(begin)

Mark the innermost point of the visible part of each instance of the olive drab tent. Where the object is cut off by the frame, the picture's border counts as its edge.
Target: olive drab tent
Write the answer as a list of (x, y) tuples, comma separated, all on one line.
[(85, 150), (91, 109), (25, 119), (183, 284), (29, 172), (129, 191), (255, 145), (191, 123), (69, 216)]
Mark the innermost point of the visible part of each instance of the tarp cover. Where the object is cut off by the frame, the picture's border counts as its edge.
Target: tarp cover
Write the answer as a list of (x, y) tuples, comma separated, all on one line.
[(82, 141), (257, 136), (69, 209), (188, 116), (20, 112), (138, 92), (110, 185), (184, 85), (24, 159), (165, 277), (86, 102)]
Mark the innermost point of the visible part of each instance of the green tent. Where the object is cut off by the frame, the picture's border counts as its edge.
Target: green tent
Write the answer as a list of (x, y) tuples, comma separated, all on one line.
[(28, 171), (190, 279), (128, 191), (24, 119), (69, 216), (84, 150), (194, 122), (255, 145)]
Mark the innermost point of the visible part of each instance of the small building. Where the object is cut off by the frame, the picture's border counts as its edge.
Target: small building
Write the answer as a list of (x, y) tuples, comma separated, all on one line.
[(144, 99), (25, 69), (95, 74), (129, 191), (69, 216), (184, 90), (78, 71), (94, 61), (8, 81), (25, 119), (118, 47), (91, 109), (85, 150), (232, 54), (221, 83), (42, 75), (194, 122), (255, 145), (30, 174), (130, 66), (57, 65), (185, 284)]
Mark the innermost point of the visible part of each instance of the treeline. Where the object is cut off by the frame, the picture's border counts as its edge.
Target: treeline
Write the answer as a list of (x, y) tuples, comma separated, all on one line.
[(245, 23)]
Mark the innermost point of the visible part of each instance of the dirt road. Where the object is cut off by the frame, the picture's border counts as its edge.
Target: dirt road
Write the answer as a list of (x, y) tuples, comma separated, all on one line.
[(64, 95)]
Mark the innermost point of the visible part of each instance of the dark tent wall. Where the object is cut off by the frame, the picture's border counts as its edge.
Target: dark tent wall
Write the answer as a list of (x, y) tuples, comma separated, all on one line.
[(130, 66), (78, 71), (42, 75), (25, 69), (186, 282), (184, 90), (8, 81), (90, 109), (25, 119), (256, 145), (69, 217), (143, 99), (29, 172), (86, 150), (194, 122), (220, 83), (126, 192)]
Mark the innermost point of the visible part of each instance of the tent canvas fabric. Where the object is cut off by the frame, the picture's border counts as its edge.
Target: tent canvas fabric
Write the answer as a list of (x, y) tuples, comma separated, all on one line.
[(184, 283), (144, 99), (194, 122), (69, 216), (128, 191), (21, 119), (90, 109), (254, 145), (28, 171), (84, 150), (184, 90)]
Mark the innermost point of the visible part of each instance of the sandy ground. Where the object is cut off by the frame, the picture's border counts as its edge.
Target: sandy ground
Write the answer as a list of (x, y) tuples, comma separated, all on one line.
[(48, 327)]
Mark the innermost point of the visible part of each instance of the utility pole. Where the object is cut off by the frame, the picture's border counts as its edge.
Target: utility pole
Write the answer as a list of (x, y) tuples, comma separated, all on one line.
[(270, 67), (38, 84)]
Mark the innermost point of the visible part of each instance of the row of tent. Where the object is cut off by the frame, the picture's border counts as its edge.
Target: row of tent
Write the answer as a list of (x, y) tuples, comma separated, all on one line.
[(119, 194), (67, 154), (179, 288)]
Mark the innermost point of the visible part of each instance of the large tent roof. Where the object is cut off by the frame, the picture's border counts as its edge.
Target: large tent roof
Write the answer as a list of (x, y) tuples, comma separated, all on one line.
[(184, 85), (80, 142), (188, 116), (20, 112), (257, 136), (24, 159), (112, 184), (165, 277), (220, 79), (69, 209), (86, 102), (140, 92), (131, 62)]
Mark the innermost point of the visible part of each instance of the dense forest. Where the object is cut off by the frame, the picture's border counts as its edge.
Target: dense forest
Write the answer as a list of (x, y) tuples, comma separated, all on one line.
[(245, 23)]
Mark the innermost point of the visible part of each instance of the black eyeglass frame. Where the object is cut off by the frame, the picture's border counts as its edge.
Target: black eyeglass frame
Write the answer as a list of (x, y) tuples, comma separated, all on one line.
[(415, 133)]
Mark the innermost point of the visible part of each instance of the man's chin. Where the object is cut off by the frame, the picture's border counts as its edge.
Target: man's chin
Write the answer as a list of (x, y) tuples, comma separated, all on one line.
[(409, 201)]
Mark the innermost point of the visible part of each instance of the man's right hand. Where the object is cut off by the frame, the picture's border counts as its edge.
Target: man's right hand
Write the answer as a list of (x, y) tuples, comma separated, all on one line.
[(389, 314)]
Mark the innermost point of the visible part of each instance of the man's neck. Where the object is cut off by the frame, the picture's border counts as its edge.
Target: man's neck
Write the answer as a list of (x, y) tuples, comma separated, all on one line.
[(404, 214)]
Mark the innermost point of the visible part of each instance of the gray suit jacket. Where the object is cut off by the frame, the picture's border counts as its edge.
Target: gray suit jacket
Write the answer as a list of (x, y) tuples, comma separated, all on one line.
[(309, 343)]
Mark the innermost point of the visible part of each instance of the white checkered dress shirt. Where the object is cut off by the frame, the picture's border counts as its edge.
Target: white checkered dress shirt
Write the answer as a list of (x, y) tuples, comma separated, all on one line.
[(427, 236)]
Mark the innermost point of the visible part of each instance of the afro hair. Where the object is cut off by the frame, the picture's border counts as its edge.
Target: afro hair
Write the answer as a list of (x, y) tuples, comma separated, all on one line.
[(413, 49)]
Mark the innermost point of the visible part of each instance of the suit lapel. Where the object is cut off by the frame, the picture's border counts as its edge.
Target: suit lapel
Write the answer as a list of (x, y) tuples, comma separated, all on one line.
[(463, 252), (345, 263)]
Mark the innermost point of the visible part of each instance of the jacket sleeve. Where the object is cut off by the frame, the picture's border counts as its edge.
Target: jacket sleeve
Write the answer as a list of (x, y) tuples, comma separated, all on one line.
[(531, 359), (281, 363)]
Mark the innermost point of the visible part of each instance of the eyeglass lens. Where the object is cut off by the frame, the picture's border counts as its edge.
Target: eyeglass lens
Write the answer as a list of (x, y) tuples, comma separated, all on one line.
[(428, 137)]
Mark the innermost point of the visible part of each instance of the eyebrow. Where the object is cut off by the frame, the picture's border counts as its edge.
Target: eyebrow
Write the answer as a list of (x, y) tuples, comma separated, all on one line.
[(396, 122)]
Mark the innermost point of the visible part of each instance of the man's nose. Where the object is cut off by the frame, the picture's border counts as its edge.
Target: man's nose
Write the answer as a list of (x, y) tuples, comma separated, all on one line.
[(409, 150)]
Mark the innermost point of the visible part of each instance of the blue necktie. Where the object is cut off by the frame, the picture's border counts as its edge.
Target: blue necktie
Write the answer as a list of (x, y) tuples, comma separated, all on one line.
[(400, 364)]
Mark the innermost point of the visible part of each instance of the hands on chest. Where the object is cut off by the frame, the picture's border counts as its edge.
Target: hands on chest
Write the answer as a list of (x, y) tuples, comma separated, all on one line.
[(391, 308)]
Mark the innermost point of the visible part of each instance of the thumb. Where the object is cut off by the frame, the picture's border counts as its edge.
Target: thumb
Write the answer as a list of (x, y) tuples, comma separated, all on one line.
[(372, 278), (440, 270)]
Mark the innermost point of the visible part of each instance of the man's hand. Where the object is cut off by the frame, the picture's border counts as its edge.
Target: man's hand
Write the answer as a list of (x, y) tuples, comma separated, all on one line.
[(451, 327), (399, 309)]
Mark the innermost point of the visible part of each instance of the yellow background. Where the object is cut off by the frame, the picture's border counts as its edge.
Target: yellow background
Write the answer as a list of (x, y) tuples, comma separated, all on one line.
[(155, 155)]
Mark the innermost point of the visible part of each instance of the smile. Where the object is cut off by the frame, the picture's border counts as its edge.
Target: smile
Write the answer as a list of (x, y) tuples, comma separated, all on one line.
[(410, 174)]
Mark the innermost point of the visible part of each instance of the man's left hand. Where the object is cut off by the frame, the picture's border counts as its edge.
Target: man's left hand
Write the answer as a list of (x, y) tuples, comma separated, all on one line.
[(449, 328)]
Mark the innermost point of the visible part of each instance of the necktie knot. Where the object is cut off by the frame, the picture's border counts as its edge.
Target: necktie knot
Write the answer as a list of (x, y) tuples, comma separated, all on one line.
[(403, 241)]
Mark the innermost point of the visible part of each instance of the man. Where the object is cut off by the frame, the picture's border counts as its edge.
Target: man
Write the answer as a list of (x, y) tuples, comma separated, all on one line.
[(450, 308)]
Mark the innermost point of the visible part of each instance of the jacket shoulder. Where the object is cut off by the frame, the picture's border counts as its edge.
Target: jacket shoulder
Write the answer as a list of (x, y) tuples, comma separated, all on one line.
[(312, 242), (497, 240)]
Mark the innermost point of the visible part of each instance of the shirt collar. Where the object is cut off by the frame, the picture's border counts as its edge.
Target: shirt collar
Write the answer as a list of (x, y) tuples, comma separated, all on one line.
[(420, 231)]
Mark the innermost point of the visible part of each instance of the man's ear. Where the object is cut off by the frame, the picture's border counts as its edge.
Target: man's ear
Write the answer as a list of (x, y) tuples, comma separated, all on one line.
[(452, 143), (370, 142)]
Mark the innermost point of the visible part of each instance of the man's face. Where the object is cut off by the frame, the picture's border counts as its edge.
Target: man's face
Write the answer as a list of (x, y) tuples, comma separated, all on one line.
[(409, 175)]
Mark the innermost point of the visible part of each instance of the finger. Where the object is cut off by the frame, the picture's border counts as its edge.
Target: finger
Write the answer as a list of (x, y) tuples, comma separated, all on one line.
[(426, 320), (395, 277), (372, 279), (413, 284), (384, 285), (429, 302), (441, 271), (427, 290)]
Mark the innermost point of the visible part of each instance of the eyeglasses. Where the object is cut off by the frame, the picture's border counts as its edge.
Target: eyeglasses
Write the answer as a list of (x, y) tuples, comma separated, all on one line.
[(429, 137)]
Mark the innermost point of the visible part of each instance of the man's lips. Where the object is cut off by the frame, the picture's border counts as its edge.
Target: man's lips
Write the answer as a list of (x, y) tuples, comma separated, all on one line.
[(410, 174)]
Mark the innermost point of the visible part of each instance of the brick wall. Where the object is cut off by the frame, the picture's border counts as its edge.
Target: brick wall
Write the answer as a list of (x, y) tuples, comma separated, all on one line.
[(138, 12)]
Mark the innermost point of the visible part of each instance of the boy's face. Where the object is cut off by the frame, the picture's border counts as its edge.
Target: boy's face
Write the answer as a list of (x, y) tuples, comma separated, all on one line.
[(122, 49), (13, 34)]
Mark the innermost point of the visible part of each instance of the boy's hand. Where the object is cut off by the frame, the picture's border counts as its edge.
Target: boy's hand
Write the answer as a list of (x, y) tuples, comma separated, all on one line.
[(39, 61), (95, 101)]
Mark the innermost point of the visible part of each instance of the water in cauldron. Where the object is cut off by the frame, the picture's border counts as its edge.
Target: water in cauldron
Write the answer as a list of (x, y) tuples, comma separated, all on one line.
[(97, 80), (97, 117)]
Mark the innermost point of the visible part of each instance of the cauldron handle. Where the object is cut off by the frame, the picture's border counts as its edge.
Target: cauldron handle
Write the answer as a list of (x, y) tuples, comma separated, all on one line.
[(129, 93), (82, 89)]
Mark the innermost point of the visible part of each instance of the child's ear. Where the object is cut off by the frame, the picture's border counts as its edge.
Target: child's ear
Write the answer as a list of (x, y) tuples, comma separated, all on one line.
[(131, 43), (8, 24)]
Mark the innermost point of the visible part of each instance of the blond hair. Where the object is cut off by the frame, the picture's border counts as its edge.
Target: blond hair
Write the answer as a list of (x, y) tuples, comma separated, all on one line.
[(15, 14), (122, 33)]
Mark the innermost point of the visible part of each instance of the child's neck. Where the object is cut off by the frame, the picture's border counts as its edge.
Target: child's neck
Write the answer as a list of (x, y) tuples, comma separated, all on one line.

(end)

▸ **Given instruction**
Each line from the one containing "the child's ear." through the end of the entries, both included, is to be returned exactly, with no other lines.

▸ **Full answer**
Mark the innermost point of the visible part of each instance of the child's ear. Where the object is cut off by the frame, the picture's border counts as its edge.
Target: child's ear
Write the answer as a list of (x, y) tuples, comma separated, all on one line.
[(131, 43), (8, 24)]
Mark the innermost point of the visible part of each instance of the blond hair. Where the object is cut off by the frame, the picture's border counts as its edge.
Target: blond hair
Write the answer as a list of (x, y) tuples, comma separated, all on one line.
[(15, 14), (122, 33)]
Mark the innermost point of the visible part of each instance of the child's neck. Where the object is cut off by the frame, the picture's border counts as its edge.
Target: child's neck
Write the answer as a list of (x, y) tuples, comma separated, all on one line.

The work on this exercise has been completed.